* GIVEN PROBLEM *
How many lines in the records below contain the word "could"? Reply with the number alone.

* RECORDS PROVIDED *
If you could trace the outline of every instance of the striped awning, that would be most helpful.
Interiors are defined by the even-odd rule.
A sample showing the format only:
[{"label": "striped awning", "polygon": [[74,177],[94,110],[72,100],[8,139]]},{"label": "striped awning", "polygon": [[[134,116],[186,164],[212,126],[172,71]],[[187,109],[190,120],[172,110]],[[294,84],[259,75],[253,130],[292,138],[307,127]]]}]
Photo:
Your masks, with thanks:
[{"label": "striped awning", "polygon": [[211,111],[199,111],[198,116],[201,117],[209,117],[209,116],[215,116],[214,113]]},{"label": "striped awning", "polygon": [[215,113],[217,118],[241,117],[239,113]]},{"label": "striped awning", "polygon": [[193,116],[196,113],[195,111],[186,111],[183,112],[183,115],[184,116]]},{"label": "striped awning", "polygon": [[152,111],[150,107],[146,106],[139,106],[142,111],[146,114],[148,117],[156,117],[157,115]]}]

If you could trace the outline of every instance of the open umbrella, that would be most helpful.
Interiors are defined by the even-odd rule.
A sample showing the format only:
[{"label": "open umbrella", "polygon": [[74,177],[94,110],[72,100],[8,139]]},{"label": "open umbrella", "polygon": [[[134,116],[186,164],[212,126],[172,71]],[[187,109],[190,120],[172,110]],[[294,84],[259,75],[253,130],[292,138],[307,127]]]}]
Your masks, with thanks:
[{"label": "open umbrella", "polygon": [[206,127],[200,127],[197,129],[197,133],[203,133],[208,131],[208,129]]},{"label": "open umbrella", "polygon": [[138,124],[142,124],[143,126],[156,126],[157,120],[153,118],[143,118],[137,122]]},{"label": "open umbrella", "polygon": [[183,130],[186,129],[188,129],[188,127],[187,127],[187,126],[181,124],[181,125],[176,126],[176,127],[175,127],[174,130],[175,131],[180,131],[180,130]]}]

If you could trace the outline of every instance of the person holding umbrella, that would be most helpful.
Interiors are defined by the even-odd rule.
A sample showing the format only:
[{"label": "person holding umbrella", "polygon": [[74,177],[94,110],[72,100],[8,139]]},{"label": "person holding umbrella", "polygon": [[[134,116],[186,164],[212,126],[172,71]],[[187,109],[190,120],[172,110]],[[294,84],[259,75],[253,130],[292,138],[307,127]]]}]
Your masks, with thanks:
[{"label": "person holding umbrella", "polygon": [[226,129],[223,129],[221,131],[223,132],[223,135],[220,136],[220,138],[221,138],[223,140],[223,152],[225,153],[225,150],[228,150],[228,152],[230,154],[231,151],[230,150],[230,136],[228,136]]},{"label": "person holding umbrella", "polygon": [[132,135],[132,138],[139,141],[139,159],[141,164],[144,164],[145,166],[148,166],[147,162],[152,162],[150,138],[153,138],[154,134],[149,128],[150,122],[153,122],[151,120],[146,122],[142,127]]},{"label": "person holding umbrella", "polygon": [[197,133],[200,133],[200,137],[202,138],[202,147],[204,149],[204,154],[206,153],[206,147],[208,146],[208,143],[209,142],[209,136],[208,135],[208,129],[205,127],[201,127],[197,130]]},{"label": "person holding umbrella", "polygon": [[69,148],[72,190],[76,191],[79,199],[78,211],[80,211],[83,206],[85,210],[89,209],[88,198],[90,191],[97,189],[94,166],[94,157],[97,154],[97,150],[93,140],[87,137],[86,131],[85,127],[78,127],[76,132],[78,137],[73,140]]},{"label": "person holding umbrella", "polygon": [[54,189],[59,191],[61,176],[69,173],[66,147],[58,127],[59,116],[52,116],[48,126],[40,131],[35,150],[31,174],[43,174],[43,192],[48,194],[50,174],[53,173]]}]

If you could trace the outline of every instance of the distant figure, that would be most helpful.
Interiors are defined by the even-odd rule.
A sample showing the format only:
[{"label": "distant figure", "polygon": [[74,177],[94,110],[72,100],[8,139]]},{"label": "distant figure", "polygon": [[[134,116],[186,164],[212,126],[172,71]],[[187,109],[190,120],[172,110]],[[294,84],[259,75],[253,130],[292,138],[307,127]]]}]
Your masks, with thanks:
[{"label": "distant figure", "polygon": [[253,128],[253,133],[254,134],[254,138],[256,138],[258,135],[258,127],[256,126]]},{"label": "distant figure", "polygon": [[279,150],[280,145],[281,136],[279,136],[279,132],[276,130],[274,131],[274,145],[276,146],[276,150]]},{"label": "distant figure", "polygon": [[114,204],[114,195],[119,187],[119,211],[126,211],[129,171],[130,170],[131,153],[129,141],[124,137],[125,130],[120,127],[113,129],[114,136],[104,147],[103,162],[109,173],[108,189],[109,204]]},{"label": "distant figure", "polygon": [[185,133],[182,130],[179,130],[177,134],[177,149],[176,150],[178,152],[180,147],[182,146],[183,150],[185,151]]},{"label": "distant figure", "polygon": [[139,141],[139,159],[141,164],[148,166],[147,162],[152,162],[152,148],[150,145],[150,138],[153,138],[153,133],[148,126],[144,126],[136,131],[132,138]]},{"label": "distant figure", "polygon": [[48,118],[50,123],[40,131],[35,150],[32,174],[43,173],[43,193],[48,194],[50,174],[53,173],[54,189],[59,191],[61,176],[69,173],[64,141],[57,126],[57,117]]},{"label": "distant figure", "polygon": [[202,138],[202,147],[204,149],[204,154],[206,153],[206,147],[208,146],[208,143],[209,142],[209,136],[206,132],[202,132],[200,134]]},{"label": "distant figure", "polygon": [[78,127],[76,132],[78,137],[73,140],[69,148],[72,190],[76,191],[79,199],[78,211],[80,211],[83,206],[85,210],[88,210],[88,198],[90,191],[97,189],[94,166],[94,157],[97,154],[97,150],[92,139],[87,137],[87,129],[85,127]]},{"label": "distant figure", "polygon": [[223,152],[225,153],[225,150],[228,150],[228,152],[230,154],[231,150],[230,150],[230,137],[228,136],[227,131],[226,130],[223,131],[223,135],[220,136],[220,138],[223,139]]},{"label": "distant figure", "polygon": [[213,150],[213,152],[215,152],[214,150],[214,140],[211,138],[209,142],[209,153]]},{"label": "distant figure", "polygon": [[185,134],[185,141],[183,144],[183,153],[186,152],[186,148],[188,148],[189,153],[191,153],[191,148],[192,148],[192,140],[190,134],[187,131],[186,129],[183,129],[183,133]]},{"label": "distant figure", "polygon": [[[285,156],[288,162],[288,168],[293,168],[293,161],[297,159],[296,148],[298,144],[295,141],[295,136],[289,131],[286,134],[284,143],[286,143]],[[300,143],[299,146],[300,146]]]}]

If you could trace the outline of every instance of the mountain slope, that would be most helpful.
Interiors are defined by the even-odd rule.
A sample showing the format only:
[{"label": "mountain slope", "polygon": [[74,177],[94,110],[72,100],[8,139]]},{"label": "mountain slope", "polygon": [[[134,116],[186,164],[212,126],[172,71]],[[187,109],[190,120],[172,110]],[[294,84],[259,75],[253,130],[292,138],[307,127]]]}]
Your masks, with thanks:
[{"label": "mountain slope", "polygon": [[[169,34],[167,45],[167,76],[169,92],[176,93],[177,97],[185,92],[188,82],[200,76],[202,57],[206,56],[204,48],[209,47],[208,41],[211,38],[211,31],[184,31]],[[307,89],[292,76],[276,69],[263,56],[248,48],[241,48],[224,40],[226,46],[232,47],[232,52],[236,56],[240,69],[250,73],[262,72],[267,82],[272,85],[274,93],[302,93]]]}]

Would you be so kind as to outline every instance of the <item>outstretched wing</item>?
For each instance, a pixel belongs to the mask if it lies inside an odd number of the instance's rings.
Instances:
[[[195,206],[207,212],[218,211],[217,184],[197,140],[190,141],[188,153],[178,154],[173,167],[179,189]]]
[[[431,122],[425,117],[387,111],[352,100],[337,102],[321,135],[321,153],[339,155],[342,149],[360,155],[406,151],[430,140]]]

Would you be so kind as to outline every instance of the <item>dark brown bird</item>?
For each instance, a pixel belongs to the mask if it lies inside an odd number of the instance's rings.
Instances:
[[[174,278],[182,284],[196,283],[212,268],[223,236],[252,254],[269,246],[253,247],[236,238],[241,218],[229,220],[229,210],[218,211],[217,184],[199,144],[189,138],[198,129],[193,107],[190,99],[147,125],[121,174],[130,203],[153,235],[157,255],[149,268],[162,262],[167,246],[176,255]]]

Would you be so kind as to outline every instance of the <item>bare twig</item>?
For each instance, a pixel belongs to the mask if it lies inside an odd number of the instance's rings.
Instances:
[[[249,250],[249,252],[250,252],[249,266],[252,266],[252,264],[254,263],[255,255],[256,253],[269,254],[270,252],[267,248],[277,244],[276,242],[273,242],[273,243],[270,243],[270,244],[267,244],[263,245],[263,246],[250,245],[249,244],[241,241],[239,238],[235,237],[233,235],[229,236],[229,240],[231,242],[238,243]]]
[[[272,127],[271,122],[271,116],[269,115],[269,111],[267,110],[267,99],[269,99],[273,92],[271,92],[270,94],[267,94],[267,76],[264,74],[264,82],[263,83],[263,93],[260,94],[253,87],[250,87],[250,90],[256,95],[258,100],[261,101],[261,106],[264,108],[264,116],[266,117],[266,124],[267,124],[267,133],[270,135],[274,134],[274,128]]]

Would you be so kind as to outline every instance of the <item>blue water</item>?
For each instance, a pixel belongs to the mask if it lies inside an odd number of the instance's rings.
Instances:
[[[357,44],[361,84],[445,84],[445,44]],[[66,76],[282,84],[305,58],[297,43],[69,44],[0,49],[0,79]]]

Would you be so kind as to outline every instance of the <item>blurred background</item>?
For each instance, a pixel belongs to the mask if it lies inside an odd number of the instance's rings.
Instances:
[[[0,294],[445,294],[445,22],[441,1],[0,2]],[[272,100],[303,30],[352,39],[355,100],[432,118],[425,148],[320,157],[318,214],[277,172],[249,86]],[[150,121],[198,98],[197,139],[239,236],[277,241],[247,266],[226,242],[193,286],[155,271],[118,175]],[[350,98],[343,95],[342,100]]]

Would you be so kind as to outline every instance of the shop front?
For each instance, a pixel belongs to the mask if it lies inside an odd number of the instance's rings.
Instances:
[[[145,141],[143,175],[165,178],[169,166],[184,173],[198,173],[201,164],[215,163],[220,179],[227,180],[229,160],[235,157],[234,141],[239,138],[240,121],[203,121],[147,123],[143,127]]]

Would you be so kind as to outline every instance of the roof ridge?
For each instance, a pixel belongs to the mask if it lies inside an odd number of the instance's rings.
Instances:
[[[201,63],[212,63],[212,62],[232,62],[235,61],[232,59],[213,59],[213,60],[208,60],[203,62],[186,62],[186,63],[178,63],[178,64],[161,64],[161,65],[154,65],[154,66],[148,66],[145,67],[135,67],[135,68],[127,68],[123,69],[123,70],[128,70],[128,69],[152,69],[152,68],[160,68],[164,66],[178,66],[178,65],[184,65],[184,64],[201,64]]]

---

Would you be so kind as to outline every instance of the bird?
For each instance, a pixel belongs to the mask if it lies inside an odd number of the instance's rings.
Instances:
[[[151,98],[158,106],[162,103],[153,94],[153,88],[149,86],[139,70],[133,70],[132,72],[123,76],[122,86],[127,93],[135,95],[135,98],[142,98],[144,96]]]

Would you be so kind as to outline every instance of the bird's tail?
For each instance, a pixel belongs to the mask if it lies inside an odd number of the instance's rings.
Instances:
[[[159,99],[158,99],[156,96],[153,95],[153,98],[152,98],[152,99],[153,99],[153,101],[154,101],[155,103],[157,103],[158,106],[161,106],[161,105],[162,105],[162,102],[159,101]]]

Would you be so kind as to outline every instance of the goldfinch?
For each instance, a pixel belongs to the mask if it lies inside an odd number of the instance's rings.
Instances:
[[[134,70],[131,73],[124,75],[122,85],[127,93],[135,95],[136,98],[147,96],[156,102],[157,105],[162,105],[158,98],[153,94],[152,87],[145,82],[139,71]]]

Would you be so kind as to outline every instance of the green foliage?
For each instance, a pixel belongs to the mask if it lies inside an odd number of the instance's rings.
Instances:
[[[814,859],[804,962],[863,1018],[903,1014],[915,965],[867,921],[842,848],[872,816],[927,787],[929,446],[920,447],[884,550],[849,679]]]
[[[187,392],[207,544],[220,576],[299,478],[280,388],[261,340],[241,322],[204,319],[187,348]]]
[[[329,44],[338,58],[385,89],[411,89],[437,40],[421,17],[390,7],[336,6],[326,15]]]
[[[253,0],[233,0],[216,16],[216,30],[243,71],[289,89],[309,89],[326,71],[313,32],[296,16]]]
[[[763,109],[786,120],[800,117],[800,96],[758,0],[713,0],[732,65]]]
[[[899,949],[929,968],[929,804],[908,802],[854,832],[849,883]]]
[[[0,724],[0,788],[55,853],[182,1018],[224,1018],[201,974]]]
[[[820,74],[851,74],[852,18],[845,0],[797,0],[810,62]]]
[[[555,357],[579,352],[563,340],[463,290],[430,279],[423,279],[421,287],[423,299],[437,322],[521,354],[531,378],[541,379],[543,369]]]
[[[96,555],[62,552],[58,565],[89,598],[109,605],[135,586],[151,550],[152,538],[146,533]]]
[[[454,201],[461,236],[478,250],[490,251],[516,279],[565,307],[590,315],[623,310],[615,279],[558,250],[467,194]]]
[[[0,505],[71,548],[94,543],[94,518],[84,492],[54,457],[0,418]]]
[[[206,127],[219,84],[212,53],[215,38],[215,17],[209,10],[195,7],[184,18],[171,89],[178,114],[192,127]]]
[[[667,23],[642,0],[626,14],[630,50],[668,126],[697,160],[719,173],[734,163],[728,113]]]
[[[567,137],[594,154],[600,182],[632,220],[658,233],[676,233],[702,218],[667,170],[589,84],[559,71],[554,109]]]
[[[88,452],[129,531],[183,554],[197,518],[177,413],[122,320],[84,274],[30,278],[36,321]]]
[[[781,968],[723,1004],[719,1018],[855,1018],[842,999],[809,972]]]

* ANSWER TO THIS TASK *
5